Render the stretch of items from the line containing "left hand. Write your answer below." through the end of the items as a Markdown table with two columns, Row and Text. Give each line its row number and omit blank lines.

** Begin DATA FOR PROCESSING **

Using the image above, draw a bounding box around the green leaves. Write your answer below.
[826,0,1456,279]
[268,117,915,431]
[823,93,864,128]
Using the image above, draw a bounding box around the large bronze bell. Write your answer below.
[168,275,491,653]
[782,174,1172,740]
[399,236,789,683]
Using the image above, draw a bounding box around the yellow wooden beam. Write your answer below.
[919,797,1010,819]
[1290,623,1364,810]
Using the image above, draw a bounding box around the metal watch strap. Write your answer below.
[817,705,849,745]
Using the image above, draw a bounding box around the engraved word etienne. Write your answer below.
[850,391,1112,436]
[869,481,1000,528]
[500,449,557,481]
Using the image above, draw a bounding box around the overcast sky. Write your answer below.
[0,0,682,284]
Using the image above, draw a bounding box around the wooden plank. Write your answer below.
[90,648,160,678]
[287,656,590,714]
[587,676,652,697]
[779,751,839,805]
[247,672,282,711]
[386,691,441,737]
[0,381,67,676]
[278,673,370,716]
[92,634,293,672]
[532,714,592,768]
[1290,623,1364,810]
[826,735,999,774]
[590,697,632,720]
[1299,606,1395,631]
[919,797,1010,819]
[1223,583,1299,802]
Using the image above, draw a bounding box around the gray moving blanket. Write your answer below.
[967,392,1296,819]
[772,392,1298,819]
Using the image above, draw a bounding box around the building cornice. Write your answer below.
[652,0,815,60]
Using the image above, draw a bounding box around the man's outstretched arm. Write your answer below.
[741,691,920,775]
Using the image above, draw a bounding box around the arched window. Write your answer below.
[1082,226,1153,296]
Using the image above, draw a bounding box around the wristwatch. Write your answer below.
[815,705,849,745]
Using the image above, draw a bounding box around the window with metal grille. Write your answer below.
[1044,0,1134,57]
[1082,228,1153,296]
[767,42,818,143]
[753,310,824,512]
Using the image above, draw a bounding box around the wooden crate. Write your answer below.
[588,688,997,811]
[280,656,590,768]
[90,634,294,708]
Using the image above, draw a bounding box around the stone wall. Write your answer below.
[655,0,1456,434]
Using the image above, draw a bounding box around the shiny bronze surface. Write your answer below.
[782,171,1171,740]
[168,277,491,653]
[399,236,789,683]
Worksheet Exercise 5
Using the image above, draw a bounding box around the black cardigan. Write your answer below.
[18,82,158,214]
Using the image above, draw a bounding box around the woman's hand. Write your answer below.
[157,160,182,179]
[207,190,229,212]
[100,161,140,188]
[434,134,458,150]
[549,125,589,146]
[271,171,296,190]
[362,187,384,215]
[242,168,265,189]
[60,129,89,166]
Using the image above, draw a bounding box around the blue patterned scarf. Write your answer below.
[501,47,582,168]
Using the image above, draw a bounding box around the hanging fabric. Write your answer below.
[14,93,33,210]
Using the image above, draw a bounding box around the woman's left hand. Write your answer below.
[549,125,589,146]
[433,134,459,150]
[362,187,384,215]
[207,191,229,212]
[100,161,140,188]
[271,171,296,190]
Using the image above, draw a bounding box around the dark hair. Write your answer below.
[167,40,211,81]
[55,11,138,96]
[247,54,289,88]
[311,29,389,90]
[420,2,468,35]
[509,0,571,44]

** End DATA FOR PROCESSING **

» RESULT OF THIS EXERCISE
| Row | Text |
|---|---|
| 1 | Using the image above, draw a bounding box around the woman's left hand. Write your answer below. |
| 2 | [549,125,589,146] |
| 3 | [433,134,459,150] |
| 4 | [362,187,384,215] |
| 5 | [207,191,229,212] |
| 6 | [100,161,140,188] |
| 7 | [271,171,296,190] |
| 8 | Using the image above, draw a bounding box around the dark hair. Write your answer below. |
| 9 | [167,40,211,81] |
| 10 | [55,11,138,96] |
| 11 | [247,54,289,88] |
| 12 | [311,29,389,90] |
| 13 | [420,2,468,35] |
| 14 | [509,0,571,44] |